[Pointing data]
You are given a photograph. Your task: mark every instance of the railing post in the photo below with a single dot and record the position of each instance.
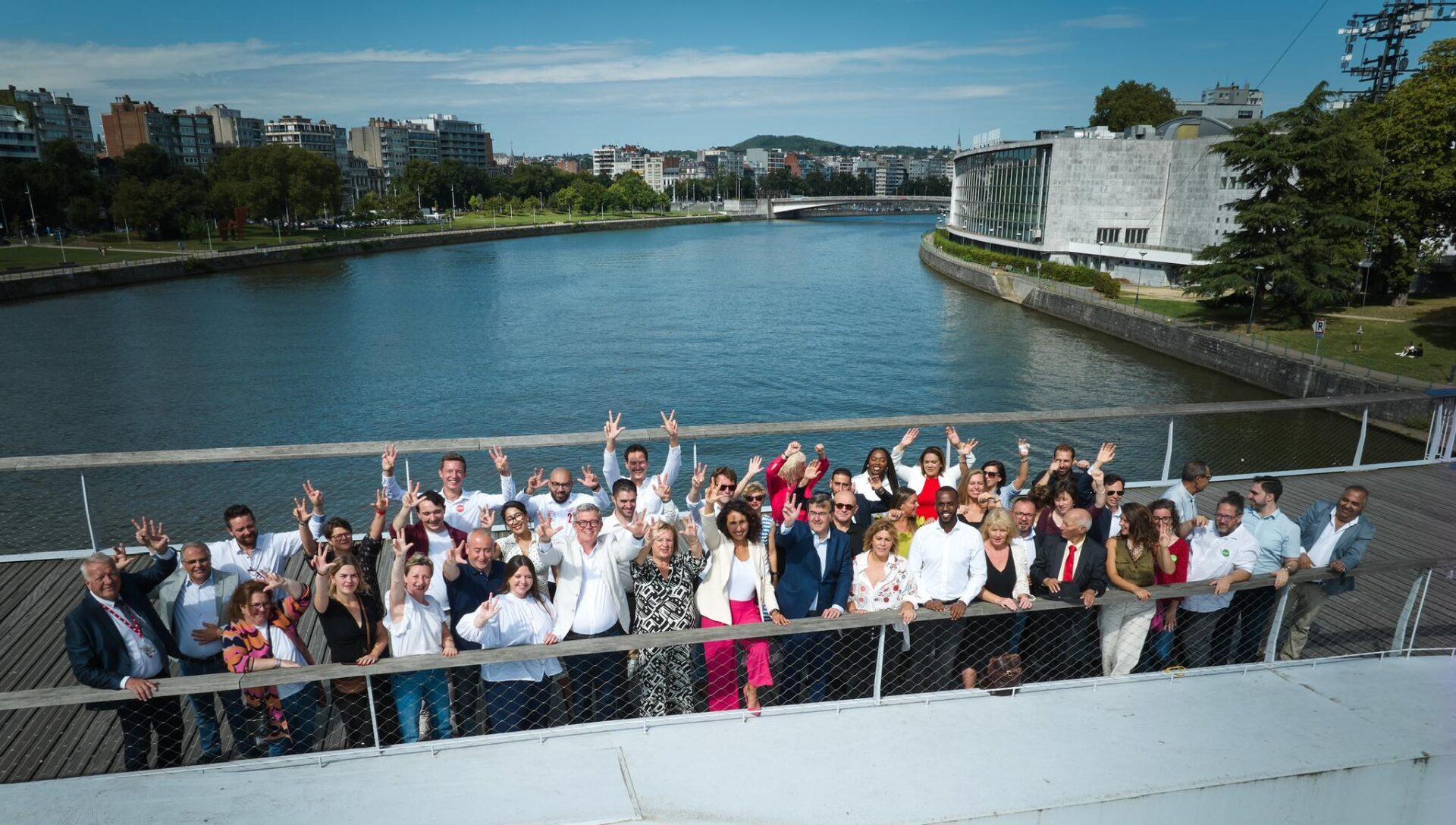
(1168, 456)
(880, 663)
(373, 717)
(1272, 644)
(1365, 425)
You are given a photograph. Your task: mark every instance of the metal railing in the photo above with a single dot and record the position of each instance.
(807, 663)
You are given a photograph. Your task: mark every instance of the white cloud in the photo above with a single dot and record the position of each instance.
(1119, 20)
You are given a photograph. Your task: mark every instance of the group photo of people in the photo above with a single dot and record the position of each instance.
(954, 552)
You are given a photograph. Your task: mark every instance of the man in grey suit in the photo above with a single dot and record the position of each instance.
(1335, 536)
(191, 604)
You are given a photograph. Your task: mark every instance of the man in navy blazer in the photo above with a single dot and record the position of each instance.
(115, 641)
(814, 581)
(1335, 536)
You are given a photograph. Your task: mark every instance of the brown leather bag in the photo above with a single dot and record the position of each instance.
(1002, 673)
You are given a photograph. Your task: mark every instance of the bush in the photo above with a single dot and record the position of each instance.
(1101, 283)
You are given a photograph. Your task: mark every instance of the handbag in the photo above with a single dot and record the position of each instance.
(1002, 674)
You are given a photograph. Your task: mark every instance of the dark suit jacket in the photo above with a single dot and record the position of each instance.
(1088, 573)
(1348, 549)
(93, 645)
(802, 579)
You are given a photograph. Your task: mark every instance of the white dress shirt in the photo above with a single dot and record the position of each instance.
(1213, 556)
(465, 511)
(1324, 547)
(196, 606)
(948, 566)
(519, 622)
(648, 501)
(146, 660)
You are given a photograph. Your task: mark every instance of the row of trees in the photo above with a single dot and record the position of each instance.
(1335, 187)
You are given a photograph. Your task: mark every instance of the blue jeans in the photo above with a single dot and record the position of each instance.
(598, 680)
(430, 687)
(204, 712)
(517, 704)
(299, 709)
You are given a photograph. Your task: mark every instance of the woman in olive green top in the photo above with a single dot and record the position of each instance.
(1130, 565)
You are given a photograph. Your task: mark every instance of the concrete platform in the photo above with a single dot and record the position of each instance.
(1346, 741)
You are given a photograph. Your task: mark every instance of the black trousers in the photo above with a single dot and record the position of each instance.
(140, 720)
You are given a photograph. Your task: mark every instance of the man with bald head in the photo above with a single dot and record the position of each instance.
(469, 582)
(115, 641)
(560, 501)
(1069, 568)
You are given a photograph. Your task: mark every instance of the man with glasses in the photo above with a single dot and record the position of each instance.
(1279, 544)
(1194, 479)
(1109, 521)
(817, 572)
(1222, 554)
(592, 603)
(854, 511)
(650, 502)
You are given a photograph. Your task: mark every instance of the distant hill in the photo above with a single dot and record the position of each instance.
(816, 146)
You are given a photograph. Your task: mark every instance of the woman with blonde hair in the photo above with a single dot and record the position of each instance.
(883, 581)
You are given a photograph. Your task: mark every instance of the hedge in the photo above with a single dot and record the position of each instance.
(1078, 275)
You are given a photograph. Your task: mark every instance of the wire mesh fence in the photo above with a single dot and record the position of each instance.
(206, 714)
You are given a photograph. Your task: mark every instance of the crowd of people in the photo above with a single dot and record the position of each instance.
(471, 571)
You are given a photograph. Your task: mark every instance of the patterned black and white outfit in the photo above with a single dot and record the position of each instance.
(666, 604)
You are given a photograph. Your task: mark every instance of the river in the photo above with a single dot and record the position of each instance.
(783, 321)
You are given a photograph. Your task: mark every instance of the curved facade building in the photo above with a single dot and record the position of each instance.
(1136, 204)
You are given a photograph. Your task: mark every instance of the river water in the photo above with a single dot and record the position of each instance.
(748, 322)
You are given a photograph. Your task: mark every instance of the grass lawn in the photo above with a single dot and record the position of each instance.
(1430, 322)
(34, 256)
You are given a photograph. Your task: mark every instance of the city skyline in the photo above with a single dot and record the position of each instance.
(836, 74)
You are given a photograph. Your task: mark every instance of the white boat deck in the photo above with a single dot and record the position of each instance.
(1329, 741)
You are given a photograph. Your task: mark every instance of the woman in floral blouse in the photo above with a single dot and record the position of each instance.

* * *

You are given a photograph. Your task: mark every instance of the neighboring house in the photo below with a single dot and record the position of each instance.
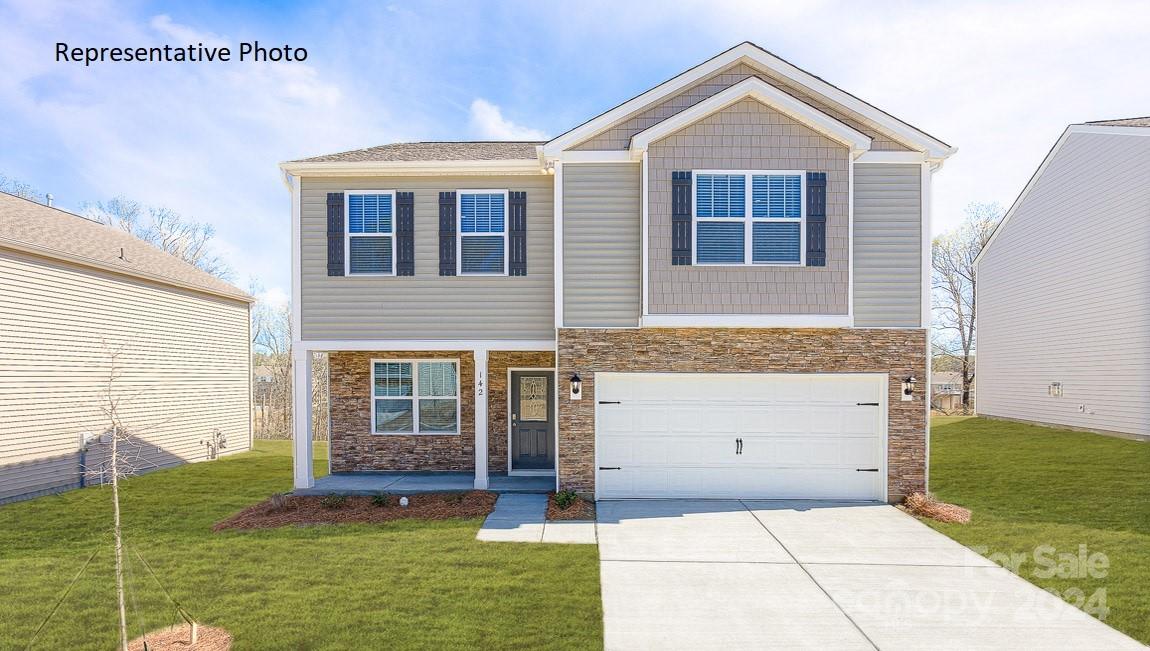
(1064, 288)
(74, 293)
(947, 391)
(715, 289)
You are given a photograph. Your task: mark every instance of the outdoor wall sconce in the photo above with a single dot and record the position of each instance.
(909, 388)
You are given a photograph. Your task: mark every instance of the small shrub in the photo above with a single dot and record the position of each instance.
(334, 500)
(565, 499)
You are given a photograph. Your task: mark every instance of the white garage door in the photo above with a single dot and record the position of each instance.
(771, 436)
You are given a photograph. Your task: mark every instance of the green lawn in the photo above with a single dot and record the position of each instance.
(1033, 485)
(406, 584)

--

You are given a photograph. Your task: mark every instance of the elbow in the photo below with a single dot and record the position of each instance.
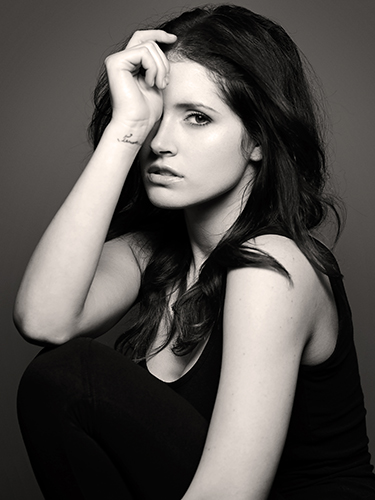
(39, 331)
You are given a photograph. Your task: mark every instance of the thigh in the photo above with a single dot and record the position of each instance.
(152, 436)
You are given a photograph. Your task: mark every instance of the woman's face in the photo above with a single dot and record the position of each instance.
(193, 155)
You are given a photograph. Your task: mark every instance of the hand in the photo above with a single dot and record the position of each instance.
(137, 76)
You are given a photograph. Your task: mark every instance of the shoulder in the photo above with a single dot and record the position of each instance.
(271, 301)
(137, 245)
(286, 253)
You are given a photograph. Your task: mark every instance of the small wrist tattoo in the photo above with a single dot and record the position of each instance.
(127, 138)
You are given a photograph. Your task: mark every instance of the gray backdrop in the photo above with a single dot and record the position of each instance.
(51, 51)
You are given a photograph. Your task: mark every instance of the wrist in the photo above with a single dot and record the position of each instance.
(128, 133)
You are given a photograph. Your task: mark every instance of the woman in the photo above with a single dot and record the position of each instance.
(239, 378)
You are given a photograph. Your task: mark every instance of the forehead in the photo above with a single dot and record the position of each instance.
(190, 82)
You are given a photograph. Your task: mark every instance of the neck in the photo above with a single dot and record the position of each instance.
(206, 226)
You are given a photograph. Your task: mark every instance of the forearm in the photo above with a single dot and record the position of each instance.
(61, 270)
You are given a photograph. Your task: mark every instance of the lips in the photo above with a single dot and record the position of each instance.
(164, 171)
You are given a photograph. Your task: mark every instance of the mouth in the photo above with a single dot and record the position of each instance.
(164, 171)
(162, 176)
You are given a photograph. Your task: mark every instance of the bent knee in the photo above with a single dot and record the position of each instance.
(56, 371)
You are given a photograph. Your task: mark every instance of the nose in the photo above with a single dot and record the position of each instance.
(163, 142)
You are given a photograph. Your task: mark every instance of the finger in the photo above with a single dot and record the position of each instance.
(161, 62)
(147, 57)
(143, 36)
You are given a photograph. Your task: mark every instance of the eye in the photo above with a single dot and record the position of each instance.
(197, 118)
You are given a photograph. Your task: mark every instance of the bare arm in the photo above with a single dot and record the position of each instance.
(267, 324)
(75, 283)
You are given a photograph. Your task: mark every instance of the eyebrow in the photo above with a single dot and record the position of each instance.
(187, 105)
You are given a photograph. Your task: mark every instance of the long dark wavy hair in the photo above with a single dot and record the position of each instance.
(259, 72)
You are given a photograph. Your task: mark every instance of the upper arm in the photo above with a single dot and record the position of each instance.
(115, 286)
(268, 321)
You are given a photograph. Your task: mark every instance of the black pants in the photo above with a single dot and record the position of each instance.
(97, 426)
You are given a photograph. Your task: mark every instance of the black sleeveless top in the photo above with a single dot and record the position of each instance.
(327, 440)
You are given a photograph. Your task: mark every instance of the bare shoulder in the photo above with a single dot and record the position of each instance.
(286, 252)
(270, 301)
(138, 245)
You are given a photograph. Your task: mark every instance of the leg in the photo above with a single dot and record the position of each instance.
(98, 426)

§ **Problem**:
Copy out the lines of the data beginning with the one containing "of the city" and ending with the one containing "woman in floral", keeping both of those lines.

§ **Solution below**:
You are given a photograph. Your task: mark every instance of the city skyline in the photo above with a single dot and record the position of each instance.
(836, 74)
You are given a photograph. Your task: mark every instance of the white boat deck in the photo above with a single dot and record the position of each instance.
(1329, 741)
You are given a photograph. Your task: mark every instance of the woman in floral blouse in the photo above with a single dot and record the position of each instance.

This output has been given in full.